TASK REQUIREMENTS:
A. Retype the glass sponge reef article from "Protecting rare, ancient" up to and including "of her talk.".
B. Using the glass sponge reef article, answer these:
(i) In what year was the reef in Hecate Strait discovered?
(ii) How tall is the Chatham Sound reef?
(iii) On what date did Dr. Stephanie Archer present her research at Northwest Community College?

STUDY TEXT:
BEGIN
The glass sponge reef in Chatham Sound is thought to be one of the oldest in the world. (Fisheries and Oceans Canada)

The glass sponge reef in Chatham Sound is thought to be one of the oldest in the world. (Fisheries and Oceans Canada)

Protecting rare, ancient glass sponge reefs

Dr. Stephanie Archer on glass sponge reefs on the North Coast for the marine speakers series

Lying on the seafloor, not far from the shores of Prince Rupert, are ancient and rare glass sponge reefs that, until recently, were believed to have gone extinct 40 million years ago. At the Northwest Community College on Nov. 15, Dr. Stephanie Archer presented her research about the reefs.

“We still don’t know that they exist anywhere else in the world. So it’s an ecosystem that is almost purely Canadian, which is pretty cool,” Dr. Stephanie Archer said ahead of her talk.

Until the reef in Hecate Strait was discovered in 1987, scientists believed glass sponge reefs were extinct. (Fisheries and Oceans Canada, University of Alberta and Canadian Scientific Submersible Facility)

The discovery of the glass sponge reefs in Chatham Sound went unnoticed for three years, until the data was uncovered in early 2016. The Hecate Strait reefs are estimated to be 9,000 years old, but were only discovered in 1987. Age is often determined by size and thickness, since reefs grow when the juvenile sponges settle on the skeletons of the previous generation. The Chatham Sound reef is believed to be even older than those in Hecate Strait, because it is 10 metres taller, measured at 30 metres.

“Which means they might be the oldest reefs we know about,” Archer said.

This past year, the federal government place a moratorium on the area that covers both reefs.
END
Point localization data
BEGIN
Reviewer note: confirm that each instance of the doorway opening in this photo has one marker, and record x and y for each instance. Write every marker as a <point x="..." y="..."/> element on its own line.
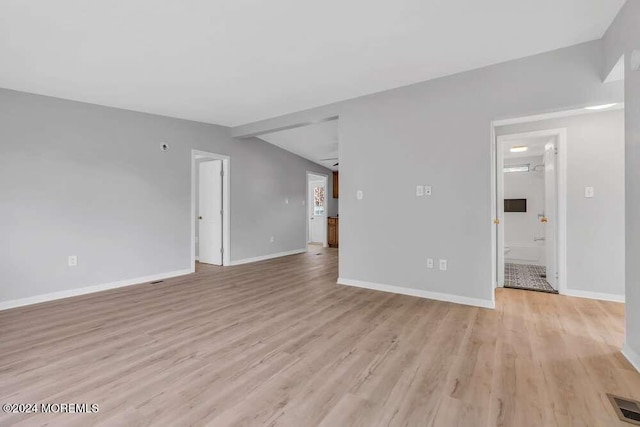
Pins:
<point x="530" y="204"/>
<point x="210" y="184"/>
<point x="317" y="233"/>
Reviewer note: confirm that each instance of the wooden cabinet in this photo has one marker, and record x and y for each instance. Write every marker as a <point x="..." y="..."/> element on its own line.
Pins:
<point x="333" y="230"/>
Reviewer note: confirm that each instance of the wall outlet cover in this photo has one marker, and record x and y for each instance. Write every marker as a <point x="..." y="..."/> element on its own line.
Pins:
<point x="589" y="192"/>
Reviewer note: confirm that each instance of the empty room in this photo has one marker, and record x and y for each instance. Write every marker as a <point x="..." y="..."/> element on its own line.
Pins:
<point x="286" y="213"/>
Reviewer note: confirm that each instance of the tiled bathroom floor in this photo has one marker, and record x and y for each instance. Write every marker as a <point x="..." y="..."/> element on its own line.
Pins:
<point x="528" y="277"/>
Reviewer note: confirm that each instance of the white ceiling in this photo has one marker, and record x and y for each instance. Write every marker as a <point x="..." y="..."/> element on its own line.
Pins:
<point x="314" y="142"/>
<point x="232" y="62"/>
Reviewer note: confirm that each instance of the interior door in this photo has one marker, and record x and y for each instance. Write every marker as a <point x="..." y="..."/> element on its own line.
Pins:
<point x="317" y="212"/>
<point x="550" y="218"/>
<point x="210" y="212"/>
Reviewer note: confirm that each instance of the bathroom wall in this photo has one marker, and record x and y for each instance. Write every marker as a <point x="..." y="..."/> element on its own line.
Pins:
<point x="521" y="228"/>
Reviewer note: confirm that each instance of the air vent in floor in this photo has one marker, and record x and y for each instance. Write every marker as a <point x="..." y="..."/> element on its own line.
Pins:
<point x="628" y="410"/>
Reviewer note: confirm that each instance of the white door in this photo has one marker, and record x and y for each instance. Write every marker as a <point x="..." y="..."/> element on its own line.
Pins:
<point x="550" y="218"/>
<point x="317" y="211"/>
<point x="210" y="212"/>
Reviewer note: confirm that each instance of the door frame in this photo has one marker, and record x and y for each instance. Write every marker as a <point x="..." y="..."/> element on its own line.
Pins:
<point x="497" y="210"/>
<point x="325" y="238"/>
<point x="226" y="197"/>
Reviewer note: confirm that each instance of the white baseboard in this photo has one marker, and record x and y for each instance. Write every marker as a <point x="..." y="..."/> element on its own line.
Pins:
<point x="270" y="256"/>
<point x="593" y="295"/>
<point x="5" y="305"/>
<point x="476" y="302"/>
<point x="631" y="356"/>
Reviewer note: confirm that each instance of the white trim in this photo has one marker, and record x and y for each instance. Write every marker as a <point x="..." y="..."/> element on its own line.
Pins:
<point x="226" y="205"/>
<point x="497" y="247"/>
<point x="558" y="114"/>
<point x="325" y="239"/>
<point x="631" y="356"/>
<point x="5" y="305"/>
<point x="593" y="295"/>
<point x="476" y="302"/>
<point x="270" y="256"/>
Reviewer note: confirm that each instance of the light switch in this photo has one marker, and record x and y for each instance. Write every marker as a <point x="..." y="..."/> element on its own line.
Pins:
<point x="588" y="192"/>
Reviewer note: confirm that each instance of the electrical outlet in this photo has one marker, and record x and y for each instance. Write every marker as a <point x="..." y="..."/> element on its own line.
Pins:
<point x="588" y="192"/>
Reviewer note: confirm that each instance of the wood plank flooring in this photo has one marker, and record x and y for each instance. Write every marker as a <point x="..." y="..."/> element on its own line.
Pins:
<point x="279" y="343"/>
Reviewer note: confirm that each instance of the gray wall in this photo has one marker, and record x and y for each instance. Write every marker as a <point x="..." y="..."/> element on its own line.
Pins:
<point x="595" y="227"/>
<point x="79" y="179"/>
<point x="438" y="133"/>
<point x="623" y="37"/>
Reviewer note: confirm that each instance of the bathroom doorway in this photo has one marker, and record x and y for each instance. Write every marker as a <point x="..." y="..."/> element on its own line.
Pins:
<point x="530" y="209"/>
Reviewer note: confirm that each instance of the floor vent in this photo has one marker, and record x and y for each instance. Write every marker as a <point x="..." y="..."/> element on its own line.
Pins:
<point x="627" y="410"/>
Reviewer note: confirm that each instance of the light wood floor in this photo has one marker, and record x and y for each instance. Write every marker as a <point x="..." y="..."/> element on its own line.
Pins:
<point x="279" y="343"/>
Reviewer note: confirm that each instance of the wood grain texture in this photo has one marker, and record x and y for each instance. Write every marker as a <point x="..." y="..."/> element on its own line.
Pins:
<point x="279" y="343"/>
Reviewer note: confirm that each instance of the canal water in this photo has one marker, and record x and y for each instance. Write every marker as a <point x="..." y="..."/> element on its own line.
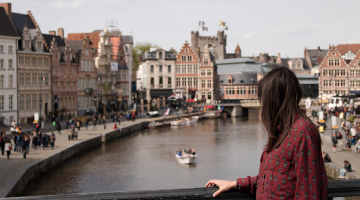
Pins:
<point x="226" y="149"/>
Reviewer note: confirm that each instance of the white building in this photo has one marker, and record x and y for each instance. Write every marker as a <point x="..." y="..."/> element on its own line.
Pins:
<point x="158" y="73"/>
<point x="8" y="69"/>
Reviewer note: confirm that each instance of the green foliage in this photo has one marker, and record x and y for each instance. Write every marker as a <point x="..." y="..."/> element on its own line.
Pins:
<point x="139" y="50"/>
<point x="351" y="119"/>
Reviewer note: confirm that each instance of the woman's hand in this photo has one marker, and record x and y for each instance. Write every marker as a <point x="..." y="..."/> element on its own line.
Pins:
<point x="222" y="184"/>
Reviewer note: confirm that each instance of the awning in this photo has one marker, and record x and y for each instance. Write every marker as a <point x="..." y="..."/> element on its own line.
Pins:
<point x="161" y="93"/>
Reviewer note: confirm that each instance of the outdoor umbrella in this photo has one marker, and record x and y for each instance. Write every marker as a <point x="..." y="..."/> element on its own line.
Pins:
<point x="108" y="106"/>
<point x="100" y="108"/>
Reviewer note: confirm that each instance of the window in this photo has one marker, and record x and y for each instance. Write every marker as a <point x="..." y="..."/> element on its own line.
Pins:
<point x="183" y="58"/>
<point x="183" y="69"/>
<point x="183" y="80"/>
<point x="34" y="101"/>
<point x="21" y="60"/>
<point x="10" y="81"/>
<point x="33" y="61"/>
<point x="10" y="102"/>
<point x="21" y="102"/>
<point x="2" y="102"/>
<point x="189" y="69"/>
<point x="27" y="61"/>
<point x="39" y="61"/>
<point x="206" y="61"/>
<point x="209" y="83"/>
<point x="203" y="84"/>
<point x="342" y="82"/>
<point x="21" y="78"/>
<point x="28" y="101"/>
<point x="10" y="64"/>
<point x="152" y="81"/>
<point x="27" y="79"/>
<point x="189" y="58"/>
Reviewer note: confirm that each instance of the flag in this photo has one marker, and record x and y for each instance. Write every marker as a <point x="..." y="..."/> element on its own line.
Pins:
<point x="167" y="112"/>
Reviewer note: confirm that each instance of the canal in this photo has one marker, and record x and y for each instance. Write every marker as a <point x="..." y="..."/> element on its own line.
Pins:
<point x="145" y="160"/>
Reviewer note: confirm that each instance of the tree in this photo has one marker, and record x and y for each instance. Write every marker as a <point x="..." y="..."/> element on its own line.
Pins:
<point x="139" y="50"/>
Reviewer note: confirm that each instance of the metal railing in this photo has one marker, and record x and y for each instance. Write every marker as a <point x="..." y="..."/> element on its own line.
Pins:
<point x="337" y="188"/>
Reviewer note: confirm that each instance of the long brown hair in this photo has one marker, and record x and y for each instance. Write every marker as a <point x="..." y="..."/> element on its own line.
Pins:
<point x="279" y="95"/>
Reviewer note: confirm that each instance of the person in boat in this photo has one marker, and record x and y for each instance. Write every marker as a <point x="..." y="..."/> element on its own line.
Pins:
<point x="291" y="164"/>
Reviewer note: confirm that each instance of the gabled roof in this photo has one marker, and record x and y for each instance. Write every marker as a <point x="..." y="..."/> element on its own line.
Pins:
<point x="127" y="39"/>
<point x="94" y="37"/>
<point x="344" y="48"/>
<point x="19" y="21"/>
<point x="6" y="27"/>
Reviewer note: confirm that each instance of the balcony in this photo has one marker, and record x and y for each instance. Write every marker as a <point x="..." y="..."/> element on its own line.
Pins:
<point x="89" y="90"/>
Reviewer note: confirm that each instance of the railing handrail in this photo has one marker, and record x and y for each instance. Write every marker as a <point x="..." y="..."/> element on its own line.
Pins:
<point x="337" y="188"/>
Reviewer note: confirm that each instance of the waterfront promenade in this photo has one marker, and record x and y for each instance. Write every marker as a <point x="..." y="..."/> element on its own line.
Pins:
<point x="11" y="168"/>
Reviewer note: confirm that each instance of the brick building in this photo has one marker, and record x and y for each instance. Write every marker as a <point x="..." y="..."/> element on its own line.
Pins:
<point x="340" y="70"/>
<point x="187" y="72"/>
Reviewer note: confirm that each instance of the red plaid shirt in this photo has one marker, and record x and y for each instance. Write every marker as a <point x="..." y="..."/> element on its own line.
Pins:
<point x="295" y="170"/>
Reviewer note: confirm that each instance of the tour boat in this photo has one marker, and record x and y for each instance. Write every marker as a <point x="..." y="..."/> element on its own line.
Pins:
<point x="178" y="123"/>
<point x="192" y="120"/>
<point x="186" y="158"/>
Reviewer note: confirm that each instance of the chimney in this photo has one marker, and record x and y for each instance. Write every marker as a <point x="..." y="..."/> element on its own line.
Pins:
<point x="61" y="32"/>
<point x="7" y="7"/>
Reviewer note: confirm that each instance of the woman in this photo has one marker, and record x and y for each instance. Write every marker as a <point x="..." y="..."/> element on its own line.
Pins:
<point x="347" y="168"/>
<point x="291" y="164"/>
<point x="8" y="148"/>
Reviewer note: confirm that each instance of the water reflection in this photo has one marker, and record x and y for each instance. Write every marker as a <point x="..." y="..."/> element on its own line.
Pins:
<point x="226" y="149"/>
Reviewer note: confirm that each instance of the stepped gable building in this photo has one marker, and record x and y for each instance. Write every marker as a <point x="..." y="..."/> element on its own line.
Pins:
<point x="159" y="74"/>
<point x="340" y="70"/>
<point x="120" y="50"/>
<point x="187" y="72"/>
<point x="87" y="76"/>
<point x="8" y="69"/>
<point x="299" y="66"/>
<point x="239" y="78"/>
<point x="198" y="43"/>
<point x="209" y="89"/>
<point x="64" y="74"/>
<point x="34" y="70"/>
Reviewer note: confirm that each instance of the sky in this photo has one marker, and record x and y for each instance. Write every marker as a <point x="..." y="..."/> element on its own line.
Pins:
<point x="258" y="26"/>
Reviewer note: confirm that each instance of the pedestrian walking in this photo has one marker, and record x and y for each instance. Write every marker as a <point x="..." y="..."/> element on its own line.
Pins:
<point x="291" y="164"/>
<point x="8" y="148"/>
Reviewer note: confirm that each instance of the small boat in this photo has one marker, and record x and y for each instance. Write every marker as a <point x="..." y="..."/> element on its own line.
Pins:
<point x="178" y="123"/>
<point x="192" y="120"/>
<point x="186" y="158"/>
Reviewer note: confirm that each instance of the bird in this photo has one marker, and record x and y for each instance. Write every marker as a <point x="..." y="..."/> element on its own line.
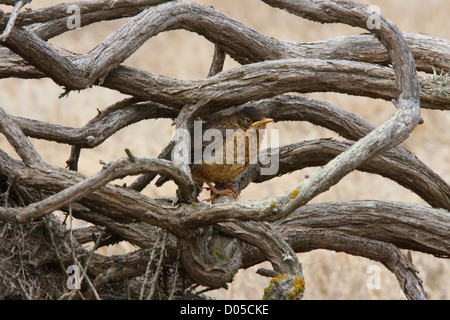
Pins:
<point x="221" y="168"/>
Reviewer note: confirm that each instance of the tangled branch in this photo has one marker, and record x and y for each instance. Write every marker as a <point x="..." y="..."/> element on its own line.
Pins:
<point x="380" y="65"/>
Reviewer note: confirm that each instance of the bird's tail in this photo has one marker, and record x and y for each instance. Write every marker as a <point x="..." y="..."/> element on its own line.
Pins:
<point x="161" y="180"/>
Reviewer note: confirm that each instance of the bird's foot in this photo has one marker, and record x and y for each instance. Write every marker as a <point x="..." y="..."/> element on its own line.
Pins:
<point x="228" y="191"/>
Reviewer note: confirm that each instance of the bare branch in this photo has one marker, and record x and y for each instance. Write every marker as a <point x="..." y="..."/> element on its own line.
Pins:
<point x="12" y="19"/>
<point x="18" y="140"/>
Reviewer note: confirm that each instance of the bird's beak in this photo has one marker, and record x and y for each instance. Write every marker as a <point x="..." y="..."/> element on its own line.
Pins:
<point x="257" y="124"/>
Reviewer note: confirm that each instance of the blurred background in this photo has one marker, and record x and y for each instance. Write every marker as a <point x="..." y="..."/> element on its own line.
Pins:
<point x="184" y="55"/>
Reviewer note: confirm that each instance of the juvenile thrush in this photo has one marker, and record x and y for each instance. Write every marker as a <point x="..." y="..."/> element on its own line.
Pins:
<point x="233" y="162"/>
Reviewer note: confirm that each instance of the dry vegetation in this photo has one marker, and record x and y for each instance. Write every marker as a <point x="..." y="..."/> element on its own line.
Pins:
<point x="183" y="55"/>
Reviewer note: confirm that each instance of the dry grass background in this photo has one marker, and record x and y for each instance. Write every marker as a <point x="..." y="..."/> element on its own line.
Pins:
<point x="183" y="55"/>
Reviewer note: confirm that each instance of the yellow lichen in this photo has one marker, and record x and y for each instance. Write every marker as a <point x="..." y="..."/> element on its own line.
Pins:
<point x="299" y="284"/>
<point x="294" y="193"/>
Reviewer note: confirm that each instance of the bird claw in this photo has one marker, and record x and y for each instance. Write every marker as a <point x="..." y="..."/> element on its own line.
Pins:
<point x="228" y="191"/>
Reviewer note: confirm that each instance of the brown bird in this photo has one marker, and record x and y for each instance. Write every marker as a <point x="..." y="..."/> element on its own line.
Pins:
<point x="222" y="161"/>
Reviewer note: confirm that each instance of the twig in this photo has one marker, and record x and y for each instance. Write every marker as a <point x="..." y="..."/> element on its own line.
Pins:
<point x="18" y="140"/>
<point x="158" y="267"/>
<point x="175" y="276"/>
<point x="147" y="270"/>
<point x="12" y="19"/>
<point x="55" y="248"/>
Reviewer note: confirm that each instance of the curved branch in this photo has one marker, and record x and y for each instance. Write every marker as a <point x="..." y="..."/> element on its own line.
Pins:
<point x="397" y="165"/>
<point x="82" y="71"/>
<point x="257" y="81"/>
<point x="303" y="239"/>
<point x="18" y="140"/>
<point x="406" y="225"/>
<point x="101" y="127"/>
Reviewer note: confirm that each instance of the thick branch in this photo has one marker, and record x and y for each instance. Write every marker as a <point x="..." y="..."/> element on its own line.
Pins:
<point x="18" y="140"/>
<point x="399" y="166"/>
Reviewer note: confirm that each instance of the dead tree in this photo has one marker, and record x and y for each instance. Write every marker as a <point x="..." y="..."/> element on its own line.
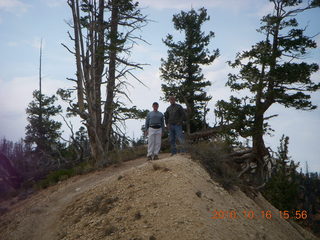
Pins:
<point x="103" y="36"/>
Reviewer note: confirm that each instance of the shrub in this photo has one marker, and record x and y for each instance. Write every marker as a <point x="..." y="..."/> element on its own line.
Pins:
<point x="214" y="158"/>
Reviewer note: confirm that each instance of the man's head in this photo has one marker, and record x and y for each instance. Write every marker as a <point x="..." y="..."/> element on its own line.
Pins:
<point x="172" y="99"/>
<point x="155" y="106"/>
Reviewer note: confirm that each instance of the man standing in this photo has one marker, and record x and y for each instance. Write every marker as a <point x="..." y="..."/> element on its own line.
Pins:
<point x="154" y="127"/>
<point x="174" y="117"/>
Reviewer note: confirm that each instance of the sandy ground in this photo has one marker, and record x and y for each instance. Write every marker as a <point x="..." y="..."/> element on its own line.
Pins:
<point x="171" y="198"/>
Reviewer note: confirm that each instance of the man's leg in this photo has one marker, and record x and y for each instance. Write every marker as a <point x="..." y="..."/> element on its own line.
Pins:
<point x="150" y="142"/>
<point x="157" y="144"/>
<point x="180" y="137"/>
<point x="172" y="133"/>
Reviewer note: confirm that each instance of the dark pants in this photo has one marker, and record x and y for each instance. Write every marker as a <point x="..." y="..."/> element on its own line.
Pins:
<point x="175" y="132"/>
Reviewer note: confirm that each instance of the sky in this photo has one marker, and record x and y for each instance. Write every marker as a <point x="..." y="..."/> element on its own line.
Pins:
<point x="23" y="23"/>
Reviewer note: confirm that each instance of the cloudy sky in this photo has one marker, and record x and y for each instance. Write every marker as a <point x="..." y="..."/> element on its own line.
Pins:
<point x="23" y="23"/>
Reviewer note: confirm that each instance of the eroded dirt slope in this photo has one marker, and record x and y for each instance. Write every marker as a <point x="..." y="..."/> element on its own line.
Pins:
END
SOLVED TASKS:
A.
Protecting rare, ancient glass sponge reefs

Dr. Stephanie Archer on glass sponge reefs on the North Coast for the marine speakers series

Lying on the seafloor, not far from the shores of Prince Rupert, are ancient and rare glass sponge reefs that, until recently, were believed to have gone extinct 40 million years ago. At the Northwest Community College on Nov. 15, Dr. Stephanie Archer presented her research about the reefs.

“We still don’t know that they exist anywhere else in the world. So it’s an ecosystem that is almost purely Canadian, which is pretty cool,” Dr. Stephanie Archer said ahead of her talk.

B.
(i) 1987
(ii) 30 meters
(iii) Nov. 15